Exercises to complete —
1. Write out the portion of the Nevada school choice poll text starting at "More than two-thirds" and ending at "attend private schools.".
2. Extend the Nevada school choice poll text, picking up after its final sentence.

## begin Provided text

Nevadans have deep concerns about our state’s public school system overall, and see school choice as a valuable way for their children to receive a high-quality education while we work to improve our public schools.

A new poll, published by Nevada Action for School Options and EdChoice based on scientific polling of 1,200 Nevada adults, offers important insights about how Nevadans feel about their current schooling options, and what they want for their own children.

Nearly half of all adults said that if financial cost and transportation were of no concern, they would select private schooling to obtain the best education for their child. This compares with 28 percent who would prefer a traditional public school, and 22 percent who would prefer a public charter school.

Only four percent of Nevada K-12 students are enrolled in private school today, and ten percent are enrolled in charter schools, although many families seeking to take advantage of these opportunities face long waiting lists.

More than two-thirds of Nevadans support the state’s Opportunity Scholarship program, which offers scholarships to lower-income families to attend private schools.

The program, which has served some 3,000 students across the state, is in danger of losing substantial funding as lawmakers consider other education priorities.

While still bogged down in a political quagmire, eighty percent, of parents with school-aged children, agree that educational choice programs like the currently-unfunded Education Savings Accounts program, should be available to all families.

Support for educational choice was not just limited to private school choice, Nevada’s public charter schools also displayed strong support, favored by seventy-one percent of all Nevadans, and eighty percent of parents of school-aged children.

The overall concerns registered about Nevada’s public schools come well grounded for solid reasons. Overall, less than one-third of Nevada’s fourth grade students are performing at grade level proficiency in reading, an established indicator for future success. At least as alarming is the reality that two out of five of these students’ classmates show reading skills considered “below basic”.

## end Provided text
## begin Information supplied

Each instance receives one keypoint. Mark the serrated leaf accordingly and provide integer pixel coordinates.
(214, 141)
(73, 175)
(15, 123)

## end Information supplied

Responses per task —
1.
More than two-thirds of Nevadans support the state’s Opportunity Scholarship program, which offers scholarships to lower-income families to attend private schools.

2.
On another crucial indicator, eighth grade math, students scored at very similar rates in both categories. These findings came on the 2017 National Assessment of Educational Progress, the federal program known as “The Nation’s Report Card.”

These students outcomes were very much on the minds of Nevada education leaders like Governor Sandoval’s Superintendent for Public Instruction Steve Canavero when they launched the “New Nevada Plan” to set Nevada schools on a course to be the fastest-improving in the nation. Indeed, some that important progress seems well underway, and will hopefully remain on track.

As the growth of Nevada’s student population continues its rapid trajectory, we are seeing our public school system showing real strains from these pressures. Schools of choice also represent a bargain for taxpayers in numerous ways, and as this latest poll demonstrates, remain extremely popular with all Nevadans, and especially within those populations most underserved by their current school district options.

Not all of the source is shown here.